#### [Данный отрывок]
────────

Первый выходит Бочарников, немного позже Карликовский. Бочарников жесток и вместе с тем сердоболен. Он видит, что Кизеветтер лежит в позе больного, и сам подходит к нему, осматривает его, трогает его за плечо.

У полицейских свой мир взяток, в морду давать, у нас главное деньги, протокол — это вопрос формальности.

«Вы именинник?» — это остряк, он сам засмеется первым.

Бочарников, когда сел протокол писать, беря ручку, заметил револьвер.

«За это полагается каторга» — идет, держа в руке перо.

После того, как Бочарников инспирировал Кизеветтера, Карликовский подошел к нему и хочет сказать: «Дай ему в морду, Жан».

«Во всем виновата я» — большое изумление.

«Красть вообще нехорошо…» — наглая нотация, несмотря на то, что это женщина С Кизеветтером он был любезен, а с ней сугубо груб.

Когда Леля перешла на диван, Кизеветтер бросает место, проходит за стол, наливает стакан с водой и жадно пьет воду. Потом он присоединяется к полицейским, он ими уже куплен, он их агент.

«Итак, случай разучен…» — встает, раскланивается.

«Этот револьвер из советского посольства» — чтобы этот револьвер имел значение «письма Зиновьева»[408]. Так что необходимо положить его в портфель на глазах у публики, это имеет громадное значение.


4 мая 1931 года (Утро).

«У Татарова».

/Кизеветтер — Кириллов, Татаров — Мартинсон, Трегубова — Ремизова, Леля — Райх/.

────────

#### [Исходные данные]
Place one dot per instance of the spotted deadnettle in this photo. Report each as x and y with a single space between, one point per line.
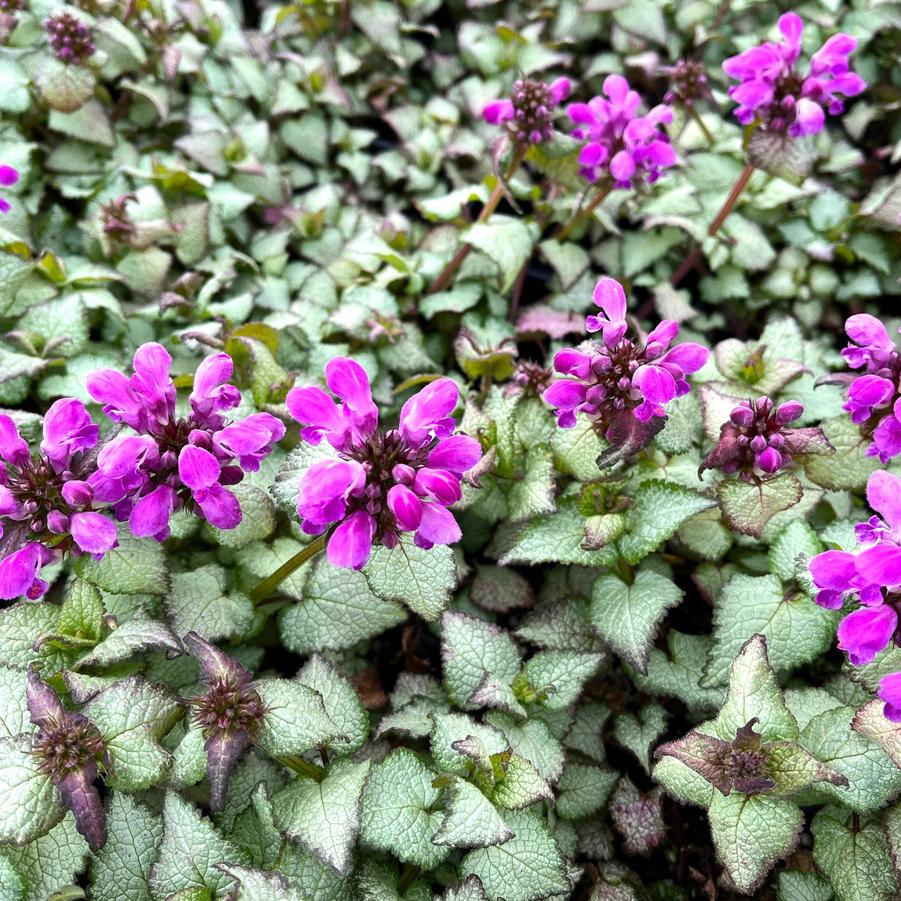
230 713
46 504
620 144
529 111
176 461
872 577
874 398
8 176
618 374
757 439
783 99
70 39
70 750
688 83
385 481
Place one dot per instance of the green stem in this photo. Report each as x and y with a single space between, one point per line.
694 257
304 767
443 282
270 583
565 230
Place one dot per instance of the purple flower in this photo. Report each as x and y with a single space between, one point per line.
872 576
874 398
783 99
867 631
528 113
46 506
383 482
890 692
174 462
230 713
688 83
69 749
620 144
619 374
8 176
757 440
69 38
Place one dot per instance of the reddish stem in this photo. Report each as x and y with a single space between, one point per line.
694 257
442 283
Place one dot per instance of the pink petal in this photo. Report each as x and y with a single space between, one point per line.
438 526
150 516
459 453
884 496
406 506
351 543
348 380
611 298
219 506
439 485
559 90
93 533
427 413
19 572
498 111
198 468
13 448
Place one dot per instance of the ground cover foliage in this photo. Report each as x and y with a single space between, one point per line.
343 557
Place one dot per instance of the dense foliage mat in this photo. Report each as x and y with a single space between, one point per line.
450 450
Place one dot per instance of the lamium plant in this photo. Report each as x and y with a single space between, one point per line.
449 451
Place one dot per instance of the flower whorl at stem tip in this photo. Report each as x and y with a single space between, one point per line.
781 98
619 374
383 482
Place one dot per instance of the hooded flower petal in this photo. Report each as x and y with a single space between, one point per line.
498 111
351 543
150 516
326 487
406 506
219 506
884 496
13 448
198 468
211 393
19 572
865 632
890 692
324 417
348 380
93 533
151 380
459 453
438 526
68 429
426 414
250 439
120 401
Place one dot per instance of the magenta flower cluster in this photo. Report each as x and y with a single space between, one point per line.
66 497
383 482
166 461
870 578
757 439
46 506
620 144
8 176
783 99
874 398
528 112
619 374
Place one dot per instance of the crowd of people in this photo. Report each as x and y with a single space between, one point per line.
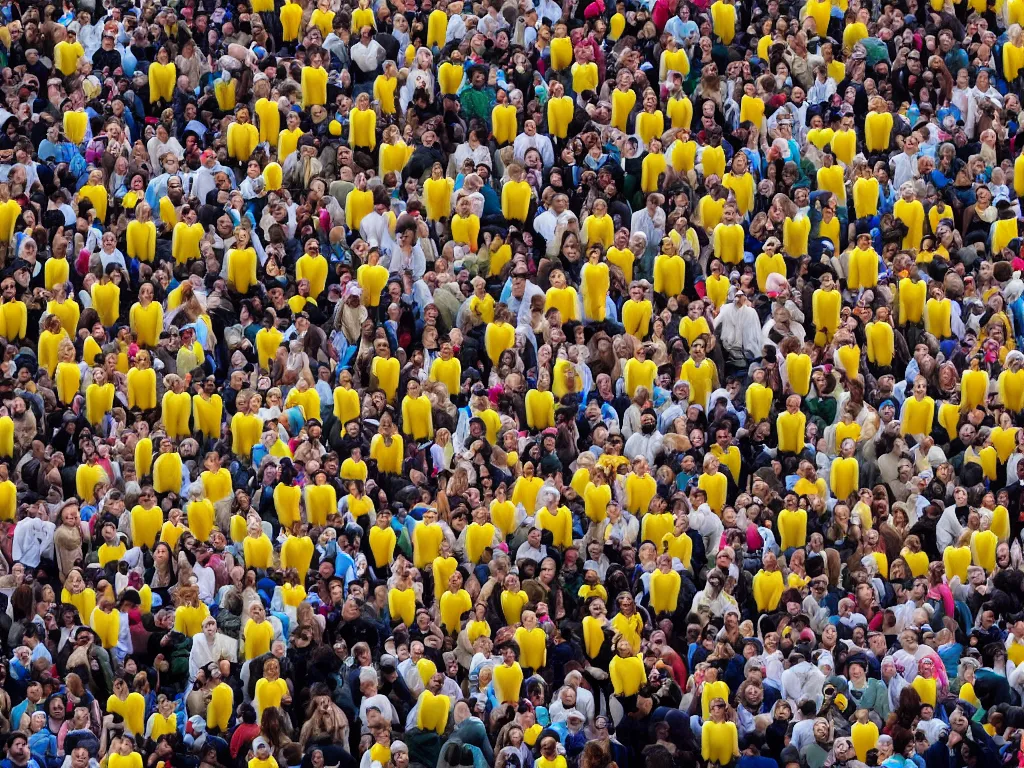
512 383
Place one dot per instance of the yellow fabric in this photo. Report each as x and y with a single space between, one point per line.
561 52
560 525
508 683
426 544
66 57
768 588
363 129
162 81
622 105
844 478
133 712
865 735
719 741
257 639
723 18
532 647
268 692
791 431
665 591
728 242
453 605
670 274
313 84
627 674
504 120
701 379
268 117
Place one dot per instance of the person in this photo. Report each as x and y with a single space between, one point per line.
465 359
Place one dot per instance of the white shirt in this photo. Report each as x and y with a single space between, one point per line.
368 57
740 328
204 652
537 141
904 168
33 541
526 552
207 582
456 29
124 646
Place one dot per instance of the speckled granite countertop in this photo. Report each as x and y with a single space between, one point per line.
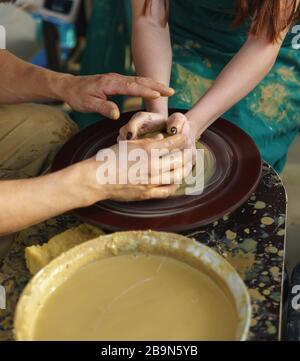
252 239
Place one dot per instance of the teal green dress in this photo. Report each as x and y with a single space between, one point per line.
203 42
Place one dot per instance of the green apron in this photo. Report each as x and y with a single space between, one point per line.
203 43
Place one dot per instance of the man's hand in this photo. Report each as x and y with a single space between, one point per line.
144 122
90 93
159 179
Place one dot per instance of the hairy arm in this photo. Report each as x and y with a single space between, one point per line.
151 47
23 82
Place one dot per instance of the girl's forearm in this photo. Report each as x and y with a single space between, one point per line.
152 54
242 74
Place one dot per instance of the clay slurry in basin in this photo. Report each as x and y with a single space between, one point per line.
137 297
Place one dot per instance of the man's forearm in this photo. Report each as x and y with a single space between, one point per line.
23 82
27 202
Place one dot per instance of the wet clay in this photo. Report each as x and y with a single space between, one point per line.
137 297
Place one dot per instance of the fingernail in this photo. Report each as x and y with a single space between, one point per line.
115 114
173 130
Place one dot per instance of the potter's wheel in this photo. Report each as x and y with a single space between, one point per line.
236 173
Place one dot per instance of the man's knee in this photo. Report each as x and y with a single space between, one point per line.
31 136
53 125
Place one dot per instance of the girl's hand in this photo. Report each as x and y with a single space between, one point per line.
158 178
178 123
142 123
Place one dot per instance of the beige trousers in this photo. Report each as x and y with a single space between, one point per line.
30 137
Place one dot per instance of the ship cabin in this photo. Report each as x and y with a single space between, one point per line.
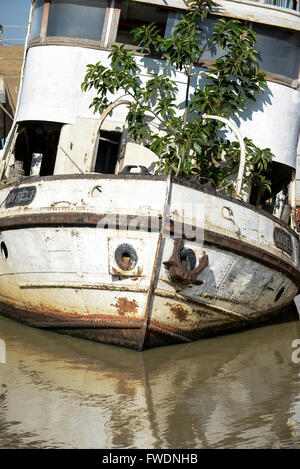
53 117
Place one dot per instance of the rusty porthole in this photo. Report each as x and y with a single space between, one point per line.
279 294
189 256
126 256
4 250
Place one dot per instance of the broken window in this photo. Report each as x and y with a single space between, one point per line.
108 152
77 18
136 14
38 137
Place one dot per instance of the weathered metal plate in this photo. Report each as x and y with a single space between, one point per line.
283 240
20 196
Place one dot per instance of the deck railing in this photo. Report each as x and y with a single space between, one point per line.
8 33
291 4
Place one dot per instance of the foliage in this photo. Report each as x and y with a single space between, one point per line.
187 144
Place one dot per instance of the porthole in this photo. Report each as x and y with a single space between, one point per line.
279 294
4 250
126 256
190 257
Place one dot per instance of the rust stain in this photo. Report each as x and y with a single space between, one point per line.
179 311
124 306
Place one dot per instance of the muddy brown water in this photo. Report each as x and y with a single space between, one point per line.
236 391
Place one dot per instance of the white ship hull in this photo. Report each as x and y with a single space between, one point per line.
59 269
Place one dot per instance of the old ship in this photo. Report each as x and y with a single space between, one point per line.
72 259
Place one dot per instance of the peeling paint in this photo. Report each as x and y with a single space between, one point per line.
125 306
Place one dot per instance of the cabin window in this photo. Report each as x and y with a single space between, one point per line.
138 14
108 152
280 50
38 137
37 19
77 18
207 29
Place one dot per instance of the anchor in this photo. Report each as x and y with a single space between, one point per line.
178 266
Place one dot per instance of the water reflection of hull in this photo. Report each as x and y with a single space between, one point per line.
233 391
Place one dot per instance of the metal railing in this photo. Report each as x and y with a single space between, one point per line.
290 4
7 40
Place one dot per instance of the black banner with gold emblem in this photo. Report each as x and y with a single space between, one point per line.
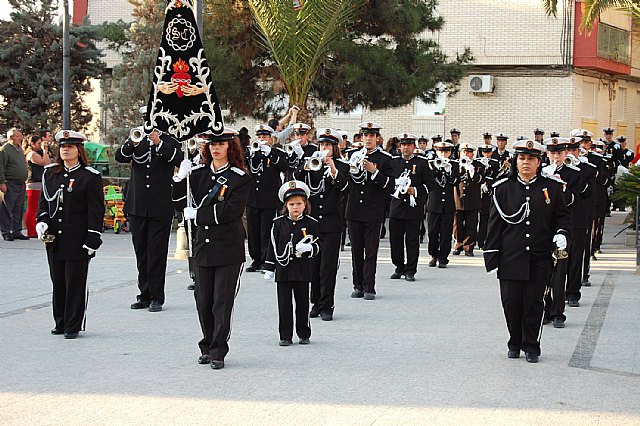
183 101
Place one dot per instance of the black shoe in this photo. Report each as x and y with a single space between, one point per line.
315 312
357 294
70 334
217 364
155 306
140 304
531 357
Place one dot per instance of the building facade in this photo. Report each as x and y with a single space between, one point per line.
530 71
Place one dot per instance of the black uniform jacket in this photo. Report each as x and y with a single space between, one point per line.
369 191
441 185
72 205
281 257
326 194
523 221
149 191
295 161
266 180
419 173
219 233
467 192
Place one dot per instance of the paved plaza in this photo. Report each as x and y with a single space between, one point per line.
428 352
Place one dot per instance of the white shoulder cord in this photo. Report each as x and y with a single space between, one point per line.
524 211
56 196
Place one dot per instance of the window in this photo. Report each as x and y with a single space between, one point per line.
614 44
621 100
424 109
589 100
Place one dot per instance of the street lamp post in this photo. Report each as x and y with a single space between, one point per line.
66 69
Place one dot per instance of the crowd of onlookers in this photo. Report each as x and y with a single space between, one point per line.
22 162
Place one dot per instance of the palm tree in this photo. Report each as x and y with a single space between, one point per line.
593 8
300 39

────────

#### [Задание]
Подхватите заметки о репетиции спектакля и допишите их продолжение сразу после последней строки.

#### [Ответ к заданию]
Кизеветтер вошел, смотрит, эта сцена — концовка к сцене.

Леля делает свое движение после второго раза: «Отдай револьвер».

Мартинсон в борьбе с Лелей не должен расставлять ноги. Вся сила в руках должна быть.

Кизеветтер им мрачно говорит. Не надо Ромео и Юлии. Он мрачно и тяжело говорит, и никакой сентиментальности.

Кизеветтер стоит, вырвав револьвер, у дивана, говорит. Публика не должна заметить, как он пододвинулся, она должна так сосредоточенно вас слушать, что не замечает, когда вы придвинулись к Леле.

Пока Кизеветтер держит Лелю, пока он говорит, она все время: «Пустите, пустите меня…» — он заглушенно говорит: «Мир страшен…»

Когда он первый раз ее схватил, у нее крик испуга: «А-а, пустите…»

Кизеветтер оттого ее отпустит, что он вошел в такой раж, что не видит, как его руки отпустили ее.

«Я сделаюсь вором…» — срывает шляпу и бросает ее. Этот срыв шляпы Леля ощутит.

После: «Эпилептик» — Мартинсон сразу закуривает. Папироса механически в рот влезла, и спичка механически зажглась. В руке спичка, которая падает вниз, падает, как звездочка.

«Откуда у вас оружие?» — в это время осматривает стол и видит револьвер.

Кизеветтер, как только сказал свою фразу: «Да, из-за нее…» — опустился на стул.

Ремизова берет жасмин, делает движение. Мартинсон проходит мимо и хочет ее задержать, она быстро выскользнула, как кошка.


«Мюзик-холл».

(Леля — Райх, Маржерет — Штраух).

/Пианист — Цыплухин и актер, репетирующий роль Улялюма/.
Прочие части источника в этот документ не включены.